ИСХОДНЫЙ ТЕКСТ:
Борис: Я говорю сейчас не о позиции. А о том, что музыка создает невидимую связь между музыкантами и слушателями. Люди полностью доверяют тем, чьи песни слушают. Так прошла вся моя жизнь.
Сергей: Вы кем себя чувствуете по отношению к слушателям? Медиумом, почтальоном?
Борис: Как творец я говорю: «Я делаю все что угодно, ваше дело — верить мне или нет». Вы слушаете мои песни, в них есть все, что важно для вас.
Александр: Вы доверяли тем, кого слушали?
Борис: Всегда. Я встречал многих людей из тех, на чьей музыке вырос, и они не дали мне повода в себе усомниться. Что Эл Рид, что Боуи, что Харрисон.
Сергей: Вы встречались с Боуи? Расскажите об этом.
Борис: Это человек, без сомнения, царского достоинства. Когда он говорит с тобой, он слушает тебя. Не помню, о чем мы говорили — о мелочах, о том, о сем. Переписывались до этого. Дело не в этом. А в том, что Боуи, как королева Великобритании, помнит имя каждого человека, которого встречал даже единожды 35 лет тому назад. Например, когда он приходил на съемочную площадку или в театр, он знал, как зовут каждого, включая гардеробщиков и рабочих. Он спрашивал: «Как твой сын, выздоравливает?» Я впервые в жизни оказался в обществе человека, который внимательно слушает меня и задает вопросы по делу.
Александр: Может, это просто свойство человека. Хорошая память. Как высокий рост.
Борис: Это свойство души. Это не навык, который можно натренировать. Дэвид Боуи выработал в себе это замечательное качество — внимание к людям. У буддистов это называется mindfulness («осознанность»).
Сергей: Один мой знакомый сказал, что Боуи был не столько талантливым, сколько старательным, и главная его способность — перепридумывать себя. Вы согласны с этим?
Борис: Нет.
Сергей: И я не согласен. Мне всегда казалось, это Божий дар.
Борис: Дело в том, что умение перепридумывать себя вытекает из характера человека. Насколько я понимаю, в юности он очень хотел быть популярным, но не хотел идти к известности так, как принято. Он пробовал одно, другое, третье. Я знаю по себе, что необходимость все время меняться вытекает из того, что нельзя стоять на месте. Как Алиса в Зазеркалье. Если ты бежишь, ты остаешься на месте. Чтобы попасть куда-то, надо бежать вдвое быстрее.
Александр: Вы когда-нибудь останавливались?
Борис: Мне все время кажется, что я остановился и мне срочно нужно бежать дальше.

СТРОКИ ДАННЫХ:
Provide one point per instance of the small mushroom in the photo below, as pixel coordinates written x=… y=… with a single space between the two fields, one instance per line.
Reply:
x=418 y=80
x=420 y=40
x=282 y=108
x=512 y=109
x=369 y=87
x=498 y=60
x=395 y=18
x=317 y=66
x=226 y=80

ЗАДАНИЕ:
Допишите продолжение интервью о музыке и Дэвиде Боуи сразу после его последней реплики.

РЕЗУЛЬТАТ:
Сергей: В юности, когда вы начинали писать песни, чего вы хотели? Стать большим артистом?
Борис: Упаси Господи, нет! Я хотел найти чудо. Сейчас я просто лучше представляю, чего я хочу, но ищу все того же чуда — и в музыке, и в жизни — во всем, что я делаю.
Сергей: Вы почти всегда уходили от обсуждения темы, позволю себе штамп, «Поэт в России — больше чем поэт». Вы уходили от разговоров про властителей дум. Тем не менее вопрос про ответственность творца вас посещает? Вы чувствуете себя ответственным перед слушателем?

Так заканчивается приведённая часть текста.